[INPUT DATA start]
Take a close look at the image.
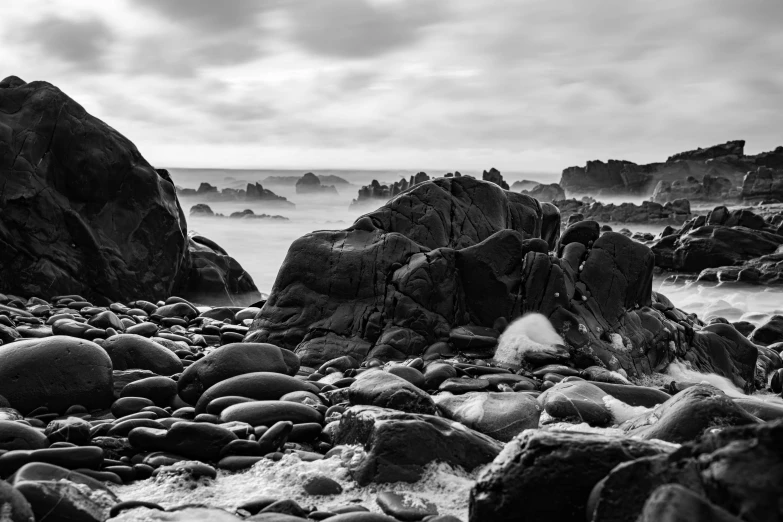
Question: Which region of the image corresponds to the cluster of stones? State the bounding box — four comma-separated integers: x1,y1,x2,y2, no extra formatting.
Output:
[INPUT DATA end]
[INPUT DATA start]
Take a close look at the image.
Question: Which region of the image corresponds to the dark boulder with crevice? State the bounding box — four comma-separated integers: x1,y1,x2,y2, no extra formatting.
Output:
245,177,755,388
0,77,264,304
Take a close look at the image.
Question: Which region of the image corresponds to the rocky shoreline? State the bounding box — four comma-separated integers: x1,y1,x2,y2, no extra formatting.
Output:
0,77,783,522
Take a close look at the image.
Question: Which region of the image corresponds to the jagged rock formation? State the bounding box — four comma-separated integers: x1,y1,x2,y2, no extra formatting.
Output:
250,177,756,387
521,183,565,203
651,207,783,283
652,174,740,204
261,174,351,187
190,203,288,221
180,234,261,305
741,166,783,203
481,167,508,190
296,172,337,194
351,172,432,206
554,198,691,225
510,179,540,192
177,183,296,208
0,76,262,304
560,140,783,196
[INPUT DATA end]
Please show every line of the records that contains the word "Question".

Question: Which region of the image corresponds to the cluster of stones? State the bounding box — four comma-separated integers: x1,y1,x2,y2, no extra formatting.
Question: Which region of the image corresponds to the dark boulder with crevice? State the bounding box — four comma-separated integers: x1,y1,x2,y2, no extra formatting.
Question: Which region of the image corresponds to the rocky shoreline? State the bounding box — four comma-separated integers: x1,y1,x2,y2, no extra formatting.
Question: Which region of the image corresponds to the jagged rock formation? State the bounding box — four comma-separated integers: x1,y1,x2,y2, no extra formatting.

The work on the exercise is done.